**WORK REQUIRED:** Transcribe the listing below word for word.

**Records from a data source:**
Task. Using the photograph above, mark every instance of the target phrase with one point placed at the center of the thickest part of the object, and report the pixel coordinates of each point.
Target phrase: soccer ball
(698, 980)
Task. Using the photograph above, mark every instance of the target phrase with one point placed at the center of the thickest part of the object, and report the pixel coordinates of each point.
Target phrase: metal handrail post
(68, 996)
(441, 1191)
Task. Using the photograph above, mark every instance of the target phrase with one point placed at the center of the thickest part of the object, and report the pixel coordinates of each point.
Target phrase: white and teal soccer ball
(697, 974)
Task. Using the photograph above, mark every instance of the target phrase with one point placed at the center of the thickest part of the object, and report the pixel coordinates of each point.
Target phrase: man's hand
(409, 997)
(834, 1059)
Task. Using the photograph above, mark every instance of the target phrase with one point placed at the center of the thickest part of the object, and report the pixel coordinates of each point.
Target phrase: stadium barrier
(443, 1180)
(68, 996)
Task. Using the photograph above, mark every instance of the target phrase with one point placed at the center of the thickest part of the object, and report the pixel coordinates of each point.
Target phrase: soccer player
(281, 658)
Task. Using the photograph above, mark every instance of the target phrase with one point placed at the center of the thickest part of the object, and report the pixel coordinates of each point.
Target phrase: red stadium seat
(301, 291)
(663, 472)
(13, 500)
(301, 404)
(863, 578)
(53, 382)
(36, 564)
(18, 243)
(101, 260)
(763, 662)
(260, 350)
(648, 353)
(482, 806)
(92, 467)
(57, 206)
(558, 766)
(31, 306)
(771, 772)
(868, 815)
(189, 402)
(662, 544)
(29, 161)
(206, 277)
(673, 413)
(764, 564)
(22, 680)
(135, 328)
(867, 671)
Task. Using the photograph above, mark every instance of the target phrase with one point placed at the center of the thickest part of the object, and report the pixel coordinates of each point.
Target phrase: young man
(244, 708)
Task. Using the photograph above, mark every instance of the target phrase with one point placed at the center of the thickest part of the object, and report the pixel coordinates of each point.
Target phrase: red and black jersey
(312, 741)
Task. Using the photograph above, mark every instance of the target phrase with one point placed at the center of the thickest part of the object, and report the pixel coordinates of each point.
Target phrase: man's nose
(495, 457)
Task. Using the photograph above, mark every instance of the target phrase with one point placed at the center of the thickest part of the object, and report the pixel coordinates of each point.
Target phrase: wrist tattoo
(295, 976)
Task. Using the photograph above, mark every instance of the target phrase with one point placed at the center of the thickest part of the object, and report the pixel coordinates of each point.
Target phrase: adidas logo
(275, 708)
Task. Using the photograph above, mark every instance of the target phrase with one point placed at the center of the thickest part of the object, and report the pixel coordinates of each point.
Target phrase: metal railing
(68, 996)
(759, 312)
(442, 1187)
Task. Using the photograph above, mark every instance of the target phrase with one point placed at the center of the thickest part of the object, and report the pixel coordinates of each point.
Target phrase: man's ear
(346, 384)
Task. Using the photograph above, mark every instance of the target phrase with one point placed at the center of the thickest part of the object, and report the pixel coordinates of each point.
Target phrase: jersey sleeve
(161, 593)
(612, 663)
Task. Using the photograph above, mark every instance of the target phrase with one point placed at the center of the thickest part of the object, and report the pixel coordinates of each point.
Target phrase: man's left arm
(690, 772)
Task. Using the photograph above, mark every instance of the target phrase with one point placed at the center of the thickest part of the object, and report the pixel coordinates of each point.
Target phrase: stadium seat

**TASK RESPONSE:**
Task. Using the photograph above, mark every instance of the target phrase with one point placed at the center of the thickest part of the object, and report the pixel coordinates of each point.
Target phrase: soccer ball
(698, 980)
Task. Using the photograph above, mark every instance of the target phrase with one point placed at the center of the thickest part of the object, and report the pixel coordinates of each point.
Target phrase: metal handrail post
(68, 996)
(441, 1191)
Task. Using the photograph above, mark every instance of the target phrase with one point placed at the center of the thickest part of the object, and report the pixel coordinates of each point.
Target phrase: white and teal soccer ball
(697, 974)
Task. Using the photograph above, mark every instance of the target phrase with one point placed at the center of the thickest part of the object, and report the pixel coordinates of each point.
Target phrase: man's hand
(409, 997)
(834, 1059)
Task. Using the photograph above, mark every instance of the target phrase with one point placed at the center of the thickest part of the object, and report the pixel coordinates of each point.
Target phrase: stadium barrier
(443, 1180)
(68, 996)
Task. Using the photograph above, mark every instance of the target phrase with one point placed at the center of the thickest part of the object, and report the pixel coordinates of each point.
Target phrase: soccer player
(281, 658)
Task. Using the photograph above, mark every instance of the target phrase with one point placed at the center of the thickest part of the object, and report the pixel coordinates of each point.
Target phrase: red stadium seat
(301, 291)
(663, 472)
(13, 500)
(301, 404)
(863, 578)
(53, 382)
(36, 564)
(18, 243)
(101, 260)
(763, 662)
(260, 350)
(648, 353)
(482, 806)
(92, 467)
(57, 206)
(558, 766)
(31, 306)
(771, 772)
(868, 815)
(189, 402)
(662, 544)
(29, 161)
(206, 277)
(673, 413)
(764, 564)
(22, 680)
(135, 328)
(867, 671)
Task. Using the photograph above, mark every instance of the target phrase with one point placed at the center of the thickest part of the object, and report the pixel coordinates of each point.
Target phrase: young man
(244, 708)
Task. Using the photograph above, mark every instance of the target phrase with one point placed at the center of the thickest part of the object, and report the pixel coordinates of each point.
Target phrase: red and black jersey
(312, 741)
Task. Using the photograph above, mark every instance of the target phrase with one point placed at the center of the thickest part of the object, and report the pixel coordinates of each point.
Target phrase: man's nose
(495, 457)
Task. Using the photograph above, mark every instance of the target phrase with one point placed at the center of the thickest part of the object, and report the pixel coordinates of each point.
Target phrase: wrist tattoo
(295, 976)
Task. Using the photograph above, mark every instance of the target phrase with one point placed at the center of the thickest part of the object, and report the pixel coordinates of each point.
Target phrase: adidas logo
(275, 708)
Task. Using the photograph above, mark every instance of the target phrase with one point placed at the center of the thickest part of the object, and report the pixel coordinates of each point.
Target phrase: metal railing
(68, 996)
(759, 312)
(442, 1187)
Task. Using the photograph above, mark every instance of the target phrase with one point placed at the center of the thickest part of the object, and report the pixel coordinates of each point.
Target phrase: man's ear
(346, 384)
Task. Using the photograph above, mark every instance of the target phrase with one point placed at the center of the thickest part of the object, and report the pixel coordinates of each point.
Target phrase: jersey sleeve
(161, 593)
(612, 663)
Task. Using the photograph above, mark every instance of the target phrase with one point placed at the center of the thickest part of the object, and report the pixel coordinates of each point.
Target phrase: man's left arm
(690, 772)
Task. Using the photograph above, mark every instance of the target phrase with one point placed at the center of the thickest part of the object, and report the pixel coordinates of each point.
Target phrase: stadium seat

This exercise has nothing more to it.